* [EXERCISE REQUIREMENTS] Every entry below should be printed exactly.

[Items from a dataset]
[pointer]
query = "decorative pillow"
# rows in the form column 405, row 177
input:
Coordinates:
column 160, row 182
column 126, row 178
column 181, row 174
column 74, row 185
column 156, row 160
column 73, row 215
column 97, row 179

* [SOLUTION TO THIS EXERCISE]
[pointer]
query = "decorative pillow"
# rows in the form column 405, row 177
input:
Coordinates:
column 160, row 182
column 126, row 178
column 181, row 174
column 74, row 185
column 156, row 160
column 73, row 215
column 97, row 179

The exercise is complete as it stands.